Task goal: Please copy the lines below word for word, changing and leaving out nothing.

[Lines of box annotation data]
-------------------------
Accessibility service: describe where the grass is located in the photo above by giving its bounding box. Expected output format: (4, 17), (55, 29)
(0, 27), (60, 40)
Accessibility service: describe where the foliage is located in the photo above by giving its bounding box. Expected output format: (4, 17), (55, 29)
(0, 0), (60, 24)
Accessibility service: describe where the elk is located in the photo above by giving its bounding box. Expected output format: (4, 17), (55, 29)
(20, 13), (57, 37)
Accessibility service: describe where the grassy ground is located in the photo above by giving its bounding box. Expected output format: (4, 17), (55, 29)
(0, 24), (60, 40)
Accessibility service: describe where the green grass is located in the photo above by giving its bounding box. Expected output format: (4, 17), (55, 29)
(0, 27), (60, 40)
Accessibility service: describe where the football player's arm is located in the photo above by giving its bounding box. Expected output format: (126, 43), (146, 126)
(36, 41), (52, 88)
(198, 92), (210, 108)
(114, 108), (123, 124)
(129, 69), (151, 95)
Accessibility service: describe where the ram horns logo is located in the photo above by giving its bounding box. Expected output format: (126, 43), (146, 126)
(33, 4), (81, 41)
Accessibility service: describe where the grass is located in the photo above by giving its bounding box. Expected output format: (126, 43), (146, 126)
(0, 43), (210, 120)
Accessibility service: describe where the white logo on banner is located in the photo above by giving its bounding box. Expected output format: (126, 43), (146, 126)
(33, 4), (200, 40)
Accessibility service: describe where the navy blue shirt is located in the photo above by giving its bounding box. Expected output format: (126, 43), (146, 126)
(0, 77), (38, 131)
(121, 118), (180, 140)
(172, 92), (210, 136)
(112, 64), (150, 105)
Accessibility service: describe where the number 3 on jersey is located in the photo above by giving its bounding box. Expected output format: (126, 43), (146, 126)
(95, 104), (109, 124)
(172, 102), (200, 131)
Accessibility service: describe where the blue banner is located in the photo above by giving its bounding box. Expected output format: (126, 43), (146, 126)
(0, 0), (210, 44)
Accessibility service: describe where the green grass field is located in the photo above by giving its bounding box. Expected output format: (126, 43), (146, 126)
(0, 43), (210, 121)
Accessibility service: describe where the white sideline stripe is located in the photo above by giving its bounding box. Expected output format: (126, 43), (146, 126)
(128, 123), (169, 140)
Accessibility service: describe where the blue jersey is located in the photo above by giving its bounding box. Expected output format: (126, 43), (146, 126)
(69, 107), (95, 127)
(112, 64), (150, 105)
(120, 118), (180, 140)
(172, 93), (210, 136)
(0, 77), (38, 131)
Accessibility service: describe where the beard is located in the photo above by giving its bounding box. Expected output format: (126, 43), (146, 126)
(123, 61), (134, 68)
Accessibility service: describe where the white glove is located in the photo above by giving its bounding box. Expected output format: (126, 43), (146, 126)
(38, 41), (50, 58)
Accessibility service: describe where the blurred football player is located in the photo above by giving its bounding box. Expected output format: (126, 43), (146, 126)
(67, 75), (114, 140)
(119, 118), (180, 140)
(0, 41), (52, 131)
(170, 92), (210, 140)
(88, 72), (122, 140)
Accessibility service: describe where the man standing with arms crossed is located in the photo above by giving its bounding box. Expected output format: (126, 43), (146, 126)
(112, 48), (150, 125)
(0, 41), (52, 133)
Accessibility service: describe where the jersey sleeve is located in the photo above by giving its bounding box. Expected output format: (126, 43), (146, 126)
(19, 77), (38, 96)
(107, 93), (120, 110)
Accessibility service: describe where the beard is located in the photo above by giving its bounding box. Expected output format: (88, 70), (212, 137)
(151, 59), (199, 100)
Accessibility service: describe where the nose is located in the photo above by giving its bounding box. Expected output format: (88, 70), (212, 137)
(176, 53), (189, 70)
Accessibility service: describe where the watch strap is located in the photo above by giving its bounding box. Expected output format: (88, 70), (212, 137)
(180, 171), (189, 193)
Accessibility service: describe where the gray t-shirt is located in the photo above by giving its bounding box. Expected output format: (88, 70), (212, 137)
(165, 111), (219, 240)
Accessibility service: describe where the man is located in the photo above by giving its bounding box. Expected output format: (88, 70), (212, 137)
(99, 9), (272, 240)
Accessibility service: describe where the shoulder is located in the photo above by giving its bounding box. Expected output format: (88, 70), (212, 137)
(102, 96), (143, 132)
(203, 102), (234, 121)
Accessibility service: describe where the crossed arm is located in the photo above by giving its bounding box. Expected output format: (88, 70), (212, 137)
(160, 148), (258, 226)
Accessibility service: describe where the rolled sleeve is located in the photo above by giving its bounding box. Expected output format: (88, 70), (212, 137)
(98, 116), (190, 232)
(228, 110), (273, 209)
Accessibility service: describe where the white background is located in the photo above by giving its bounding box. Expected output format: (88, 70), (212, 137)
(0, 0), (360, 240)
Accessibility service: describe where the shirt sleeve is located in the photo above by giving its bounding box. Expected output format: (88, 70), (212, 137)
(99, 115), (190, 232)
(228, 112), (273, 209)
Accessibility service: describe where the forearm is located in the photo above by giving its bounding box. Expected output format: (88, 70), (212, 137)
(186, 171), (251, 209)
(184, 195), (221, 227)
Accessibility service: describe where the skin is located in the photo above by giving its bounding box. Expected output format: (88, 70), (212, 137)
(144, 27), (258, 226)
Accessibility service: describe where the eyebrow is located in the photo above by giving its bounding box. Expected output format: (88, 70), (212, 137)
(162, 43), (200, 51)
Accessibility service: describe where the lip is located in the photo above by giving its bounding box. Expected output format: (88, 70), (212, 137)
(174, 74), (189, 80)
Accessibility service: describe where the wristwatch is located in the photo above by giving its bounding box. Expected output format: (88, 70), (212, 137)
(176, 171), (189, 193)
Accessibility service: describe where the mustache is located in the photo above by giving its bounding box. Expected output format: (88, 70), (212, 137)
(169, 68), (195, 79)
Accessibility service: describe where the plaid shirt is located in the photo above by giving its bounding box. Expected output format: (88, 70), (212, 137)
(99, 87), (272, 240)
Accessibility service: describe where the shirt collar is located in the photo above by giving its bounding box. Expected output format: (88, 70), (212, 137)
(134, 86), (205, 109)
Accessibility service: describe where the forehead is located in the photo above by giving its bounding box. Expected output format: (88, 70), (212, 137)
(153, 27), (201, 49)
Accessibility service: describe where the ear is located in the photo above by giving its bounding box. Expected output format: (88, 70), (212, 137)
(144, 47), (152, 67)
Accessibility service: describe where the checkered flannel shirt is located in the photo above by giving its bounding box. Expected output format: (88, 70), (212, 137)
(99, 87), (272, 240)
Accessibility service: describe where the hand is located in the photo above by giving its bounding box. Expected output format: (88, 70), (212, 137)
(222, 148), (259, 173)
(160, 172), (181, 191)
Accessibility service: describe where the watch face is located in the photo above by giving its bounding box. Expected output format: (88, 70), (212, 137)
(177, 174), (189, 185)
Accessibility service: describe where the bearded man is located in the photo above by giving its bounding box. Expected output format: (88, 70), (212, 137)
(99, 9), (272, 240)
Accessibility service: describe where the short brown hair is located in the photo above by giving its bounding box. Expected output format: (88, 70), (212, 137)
-------------------------
Final result:
Accessibility service: describe where the grass is located in the photo above by giving its bounding box. Expected output format: (4, 17), (55, 29)
(0, 27), (60, 40)
Accessibility service: describe where the foliage is located in the photo above by giving its bounding box. Expected output format: (4, 17), (55, 29)
(0, 0), (60, 24)
Accessibility service: describe where the elk is located in the photo above by giving its bounding box. Expected output format: (4, 17), (55, 29)
(20, 13), (57, 37)
Accessibility service: describe where the grassy ground is located in the photo above by giving its bounding box. Expected output format: (4, 17), (55, 29)
(0, 24), (60, 40)
Accessibility service: describe where the green grass is located in the photo above by giving its bounding box. Expected output format: (4, 17), (55, 29)
(0, 27), (60, 40)
Accessibility service: describe where the football player's arm is located in the photo above by giving its bounding box. Expected output format: (126, 43), (146, 126)
(36, 41), (52, 88)
(198, 92), (210, 108)
(114, 108), (123, 124)
(129, 69), (151, 95)
Accessibility service: describe where the ram horns logo is located in the photo above by giving its bounding box. Expected output format: (126, 43), (146, 126)
(33, 4), (81, 41)
Accessibility service: describe where the grass is located in the photo above by giving its bounding box. Expected output format: (126, 43), (146, 126)
(0, 43), (210, 120)
Accessibility service: describe where the white logo on banner is located in the photo above by giving its bounding box. Expected output format: (126, 43), (146, 126)
(33, 4), (200, 40)
Accessibility service: describe where the navy blue shirt is located in the photo above by giving its bounding box. Expected output format: (126, 43), (146, 126)
(0, 77), (38, 131)
(121, 118), (180, 140)
(172, 92), (210, 136)
(112, 64), (150, 105)
Accessibility service: describe where the number 3 on jersey is located in the photo above by giving its bounding box. Expected output format: (126, 43), (146, 126)
(95, 104), (109, 124)
(172, 102), (200, 131)
Accessibility service: describe where the blue banner is located in the photo above by giving its bounding box. Expected output format: (126, 43), (146, 126)
(0, 0), (210, 44)
Accessibility service: describe where the green grass field is located in the photo above by giving its bounding box. Expected output format: (126, 43), (146, 126)
(0, 43), (210, 121)
Accessibility service: describe where the white sideline stripe is located in the photo above by giving its bounding box. Expected output format: (126, 43), (146, 126)
(128, 123), (169, 140)
Accessibility service: describe where the blue jersey is located in the photo above by giving its bounding box. Expected output format: (126, 43), (146, 126)
(69, 107), (95, 127)
(112, 64), (150, 105)
(120, 118), (180, 140)
(172, 93), (210, 136)
(0, 77), (38, 131)
Accessibility service: describe where the beard is located in the photo above by giving its bounding box. Expected output format: (126, 43), (146, 126)
(123, 61), (134, 68)
Accessibility service: describe where the white glove is located in the photo above by giving its bounding box. Expected output format: (126, 43), (146, 126)
(38, 41), (50, 58)
Accessibility service: describe where the blurred football player is located in the photo above by giving its bounding box. Expected output format: (126, 43), (146, 126)
(67, 75), (114, 140)
(119, 118), (180, 140)
(0, 41), (52, 131)
(170, 92), (210, 140)
(88, 72), (122, 140)
Accessibility service: describe where the man standing with arms crossed is located in the photo above by giving its bounding box. Expected output format: (126, 43), (146, 126)
(112, 48), (150, 125)
(0, 41), (52, 133)
Accessibility service: describe where the jersey sleeve is located in the photo above by giving its bounding box. Expected output format: (126, 43), (146, 126)
(19, 77), (38, 96)
(107, 93), (120, 110)
Accessibility service: describe where the beard is located in the photo above by giving its bounding box. Expected output format: (88, 70), (212, 137)
(151, 59), (199, 100)
Accessibility service: describe where the nose is located in the photo above by giving its bounding box. Expected output format: (88, 70), (212, 137)
(176, 53), (189, 70)
Accessibility service: describe where the watch strap is located in the photo above by giving its bounding box. Expected output format: (88, 70), (212, 137)
(180, 171), (189, 193)
Accessibility service: describe where the gray t-shirt is located in the photo above by giving its bounding box. Expected output format: (88, 70), (212, 137)
(165, 111), (219, 240)
Accessibility service: describe where the man is located in the photo above by giving its bounding box. Expected output format: (88, 70), (212, 137)
(99, 9), (272, 240)
Accessibility service: describe where the shoulder is located in the photo above by giving its bounding box. Expected output format: (88, 70), (212, 137)
(102, 96), (143, 132)
(203, 102), (234, 121)
Accessibility service: describe where the crossed arm is located in the photo above by giving its bounding box. Expected output format: (88, 70), (212, 137)
(160, 148), (258, 226)
Accessibility service: describe where the rolled sleeve is located in the photo above by giving its bounding box. Expected output format: (88, 70), (212, 137)
(98, 116), (190, 232)
(228, 110), (273, 209)
Accessibility service: describe where the white background is located in the photo above by giving its bounding box. Expected output format: (88, 70), (212, 137)
(0, 0), (360, 240)
Accessibility service: describe where the shirt sleeve is located in the photo above by giving its bounding box. Expected output format: (88, 70), (212, 137)
(99, 115), (190, 232)
(228, 112), (273, 209)
Accessibility service: describe where the forearm is located in the photo above by giving its bounding box. Expected output format: (88, 70), (212, 137)
(186, 171), (251, 209)
(184, 195), (221, 227)
Accessibility service: describe where the skin is located in the photo above by giving its bounding box. Expected output format: (88, 70), (212, 137)
(144, 27), (258, 226)
Accessibility service: describe where the eyebrow is located in the photo above by giving its bounding box. Expected output format: (88, 70), (212, 137)
(162, 43), (200, 51)
Accessibility service: describe where the lip is located in the photo above by giving its bounding box. Expected output format: (88, 70), (212, 137)
(174, 74), (189, 80)
Accessibility service: describe where the wristwatch is located in the photo above by giving its bounding box. Expected output format: (88, 70), (212, 137)
(176, 171), (189, 193)
Accessibility service: describe where the mustache is located in the photo above by giving its bounding box. Expected output format: (88, 70), (212, 137)
(169, 68), (195, 79)
Accessibility service: describe where the plaid shirt is located in the photo above by giving its bounding box. Expected output format: (88, 70), (212, 137)
(99, 87), (272, 240)
Accessibility service: describe where the shirt collar is located in the photo above by giving its bounding box. Expected output format: (88, 70), (212, 137)
(134, 86), (205, 109)
Accessibility service: describe where the forehead is located in the photo above by giving its bounding box. Expected output format: (88, 70), (212, 137)
(153, 27), (201, 49)
Accessibility service: describe where the ear is located in the photo above by giving its bounding box. Expected output format: (88, 70), (212, 137)
(144, 47), (152, 67)
Accessibility service: describe where the checkered flannel shirt is located in the photo above by giving its bounding box. Expected output format: (88, 70), (212, 137)
(99, 87), (272, 240)
Accessibility service: describe where the hand is located in the photo above by giving its bounding box. Expected output format: (88, 70), (212, 137)
(222, 148), (259, 173)
(160, 172), (181, 191)
Accessibility service: describe where the watch face is located in the photo above by giving its bounding box. Expected output format: (88, 70), (212, 137)
(177, 174), (189, 185)
Accessibility service: describe where the bearded man is located in the photo above by giving its bounding box. Expected output format: (88, 70), (212, 137)
(99, 9), (272, 240)
Accessibility service: describe where the short brown hair is located in the photo above by giving its bounding box. Expected output format: (88, 70), (212, 137)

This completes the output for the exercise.